[What the exercise asks]: Arrange everything from the start of the data below down through the line containing "[(488, 109)]" as a JSON list of strings, one string per line, with blank lines skipped. Leave the pictures out of your answer.

(Dataset rows showing where objects appear)
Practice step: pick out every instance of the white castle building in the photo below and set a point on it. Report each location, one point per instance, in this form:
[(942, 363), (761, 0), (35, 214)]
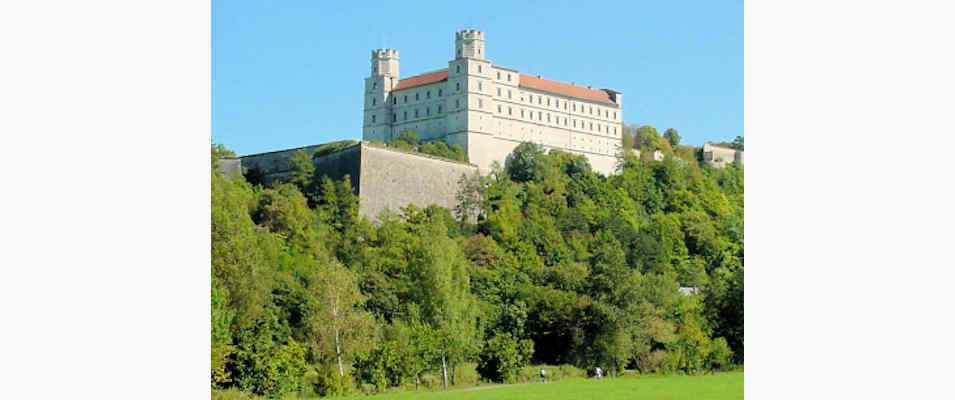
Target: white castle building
[(490, 109)]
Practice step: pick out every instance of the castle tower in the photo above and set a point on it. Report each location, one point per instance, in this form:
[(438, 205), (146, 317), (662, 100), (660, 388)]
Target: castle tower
[(384, 77), (471, 85), (469, 43)]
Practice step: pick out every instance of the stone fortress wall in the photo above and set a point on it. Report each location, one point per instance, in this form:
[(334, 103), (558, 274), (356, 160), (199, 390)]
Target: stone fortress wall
[(383, 178)]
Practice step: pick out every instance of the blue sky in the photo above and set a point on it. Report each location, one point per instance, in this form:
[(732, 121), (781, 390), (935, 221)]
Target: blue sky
[(290, 73)]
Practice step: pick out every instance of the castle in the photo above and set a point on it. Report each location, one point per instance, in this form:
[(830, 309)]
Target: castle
[(488, 109)]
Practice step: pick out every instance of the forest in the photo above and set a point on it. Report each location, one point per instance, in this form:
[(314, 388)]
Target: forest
[(543, 261)]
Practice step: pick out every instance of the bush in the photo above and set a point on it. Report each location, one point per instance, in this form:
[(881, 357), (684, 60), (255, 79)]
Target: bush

[Worked solution]:
[
  "Practice step: pick out every instance of the white castle building in the photo below and set a point on it. Report each location, one point per instance, in this form:",
  "[(942, 363), (761, 0), (35, 214)]",
  "Target: white castle building",
  "[(490, 109)]",
  "Practice step: pick out every instance of the castle tower in the photo above and set a point on it. Report each location, one point per instance, in this form:",
  "[(438, 205), (146, 317), (662, 100), (660, 388)]",
  "Target: castle tower",
  "[(384, 77), (471, 85), (469, 43)]",
  "Practice step: pick out every instance of the stone fortress wall in the photo above and set a point on it. Report each location, one point per instance, in this form:",
  "[(334, 103), (558, 274), (356, 160), (199, 390)]",
  "Target: stone fortress wall",
  "[(383, 178)]",
  "Practice step: pick out every instance of the blue sky in the photo above and set a point on it. Report each location, one point per instance, in this form:",
  "[(732, 121), (781, 390), (935, 221)]",
  "Target: blue sky",
  "[(290, 73)]",
  "Practice step: pick out every instance of the castle in the photo above and set a point on it. Report each location, one point per instance, in this form:",
  "[(830, 309)]",
  "Target: castle",
  "[(488, 109)]"
]